◆ **What the task asks**: Convert every line of the records below into a Markdown table with the columns "No." and "Line," numbering the rows in order. Leave out blank lines.

[Object outline annotations]
— start —

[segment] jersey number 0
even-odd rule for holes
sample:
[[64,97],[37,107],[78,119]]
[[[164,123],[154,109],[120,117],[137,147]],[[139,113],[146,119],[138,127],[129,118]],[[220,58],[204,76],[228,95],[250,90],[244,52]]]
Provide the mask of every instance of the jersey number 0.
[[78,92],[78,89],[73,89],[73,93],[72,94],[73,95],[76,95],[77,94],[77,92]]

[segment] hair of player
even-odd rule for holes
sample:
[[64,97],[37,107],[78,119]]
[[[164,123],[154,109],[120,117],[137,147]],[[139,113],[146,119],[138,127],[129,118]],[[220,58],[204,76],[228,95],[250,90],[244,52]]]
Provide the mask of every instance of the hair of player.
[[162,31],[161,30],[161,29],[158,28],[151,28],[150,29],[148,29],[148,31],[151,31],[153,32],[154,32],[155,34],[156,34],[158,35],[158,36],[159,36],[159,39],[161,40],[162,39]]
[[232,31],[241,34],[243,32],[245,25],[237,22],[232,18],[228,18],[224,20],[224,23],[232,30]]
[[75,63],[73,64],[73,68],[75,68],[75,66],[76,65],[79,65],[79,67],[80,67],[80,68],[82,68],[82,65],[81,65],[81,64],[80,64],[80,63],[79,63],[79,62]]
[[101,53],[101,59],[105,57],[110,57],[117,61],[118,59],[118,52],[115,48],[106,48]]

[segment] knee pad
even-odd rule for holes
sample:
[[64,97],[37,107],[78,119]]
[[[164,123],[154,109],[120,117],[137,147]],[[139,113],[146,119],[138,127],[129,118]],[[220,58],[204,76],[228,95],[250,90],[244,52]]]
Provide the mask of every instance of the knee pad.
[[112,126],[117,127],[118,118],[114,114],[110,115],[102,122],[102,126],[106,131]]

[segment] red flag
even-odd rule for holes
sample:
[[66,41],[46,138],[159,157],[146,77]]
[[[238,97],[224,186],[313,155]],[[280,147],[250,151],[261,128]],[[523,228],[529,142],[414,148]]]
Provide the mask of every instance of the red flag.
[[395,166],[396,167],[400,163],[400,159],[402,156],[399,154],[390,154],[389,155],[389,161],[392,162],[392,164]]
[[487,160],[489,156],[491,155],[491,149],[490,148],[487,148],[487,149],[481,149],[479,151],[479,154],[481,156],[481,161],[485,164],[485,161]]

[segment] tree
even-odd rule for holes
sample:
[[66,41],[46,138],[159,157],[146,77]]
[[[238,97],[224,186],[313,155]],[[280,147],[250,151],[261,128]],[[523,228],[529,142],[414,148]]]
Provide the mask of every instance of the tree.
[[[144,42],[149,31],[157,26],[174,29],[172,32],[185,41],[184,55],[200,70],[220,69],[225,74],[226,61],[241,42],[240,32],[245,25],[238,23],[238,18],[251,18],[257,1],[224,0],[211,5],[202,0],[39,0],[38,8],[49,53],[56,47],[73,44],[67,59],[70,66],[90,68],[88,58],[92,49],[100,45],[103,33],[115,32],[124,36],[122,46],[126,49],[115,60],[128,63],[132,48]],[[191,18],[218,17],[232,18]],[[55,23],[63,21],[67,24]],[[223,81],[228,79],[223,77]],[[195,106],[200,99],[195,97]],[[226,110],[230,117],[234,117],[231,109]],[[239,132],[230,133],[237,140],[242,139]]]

— end —

◆ **Finished answer**:
| No. | Line |
|---|---|
| 1 | [segment] jersey number 0 |
| 2 | even-odd rule for holes |
| 3 | sample: |
| 4 | [[64,97],[37,107],[78,119]] |
| 5 | [[[164,123],[154,109],[120,117],[137,147]],[[139,113],[146,119],[138,127],[129,118]],[[220,58],[204,76],[228,95],[250,90],[244,52]]] |
| 6 | Provide the mask of every instance of the jersey number 0. |
| 7 | [[78,92],[78,89],[73,89],[73,93],[72,94],[73,95],[76,95],[77,94],[77,92]] |
| 8 | [segment] hair of player |
| 9 | even-odd rule for holes |
| 10 | sample: |
| 11 | [[64,97],[37,107],[78,119]] |
| 12 | [[[164,123],[154,109],[120,117],[137,147]],[[139,113],[146,119],[138,127],[129,118]],[[220,58],[204,76],[228,95],[250,90],[244,52]]] |
| 13 | Provide the mask of every instance of the hair of player. |
| 14 | [[162,31],[161,30],[161,29],[158,28],[151,28],[150,29],[148,29],[148,31],[151,31],[153,32],[154,32],[155,34],[156,34],[158,35],[158,36],[159,36],[159,39],[161,40],[162,39]] |
| 15 | [[232,31],[241,34],[243,32],[245,25],[237,22],[232,18],[228,18],[224,20],[224,23],[232,30]] |
| 16 | [[75,63],[73,64],[73,68],[75,68],[75,66],[76,65],[79,65],[79,67],[80,67],[80,68],[82,68],[82,65],[81,65],[81,64],[80,64],[80,63],[79,63],[79,62]] |
| 17 | [[101,53],[101,59],[105,57],[110,57],[117,61],[118,59],[118,52],[115,48],[106,48]] |
| 18 | [segment] knee pad |
| 19 | even-odd rule for holes |
| 20 | sample: |
| 21 | [[64,97],[37,107],[78,119]] |
| 22 | [[[164,123],[154,109],[120,117],[137,147]],[[139,113],[146,119],[138,127],[129,118]],[[220,58],[204,76],[228,95],[250,90],[244,52]]] |
| 23 | Provide the mask of every instance of the knee pad. |
| 24 | [[112,126],[117,127],[118,118],[114,114],[110,115],[102,122],[102,126],[106,131]] |
| 25 | [segment] red flag |
| 26 | even-odd rule for holes |
| 27 | sample: |
| 28 | [[66,41],[46,138],[159,157],[146,77]] |
| 29 | [[[238,97],[224,186],[313,155]],[[280,147],[250,151],[261,128]],[[523,228],[529,142],[414,148]]] |
| 30 | Provide the mask of every instance of the red flag. |
| 31 | [[395,166],[396,167],[400,163],[400,159],[402,156],[399,154],[390,154],[389,155],[389,161],[392,162],[392,164]] |
| 32 | [[487,160],[489,156],[491,155],[491,149],[490,148],[487,148],[487,149],[481,149],[479,151],[479,154],[481,156],[481,161],[485,164],[485,161]] |
| 33 | [segment] tree |
| 34 | even-odd rule for holes |
| 35 | sample: |
| 36 | [[66,41],[46,138],[159,157],[146,77]] |
| 37 | [[[238,97],[224,186],[313,155]],[[280,147],[250,151],[261,128]],[[523,228],[529,142],[414,148]]] |
| 38 | Provide the mask of every instance of the tree. |
| 39 | [[[144,42],[149,31],[157,26],[174,29],[172,32],[185,41],[184,55],[200,70],[220,69],[225,74],[226,61],[241,42],[240,32],[245,25],[238,23],[238,18],[251,18],[257,1],[224,0],[211,5],[202,0],[39,0],[38,8],[49,53],[56,47],[73,44],[67,59],[70,66],[90,68],[88,58],[92,49],[100,45],[103,33],[115,32],[124,36],[122,46],[126,49],[115,60],[128,63],[132,48]],[[191,18],[218,17],[232,18]],[[55,23],[63,21],[67,24]],[[223,81],[228,79],[223,77]],[[195,106],[200,99],[195,97]],[[226,110],[230,117],[234,117],[231,109]],[[239,132],[230,133],[237,140],[242,139]]] |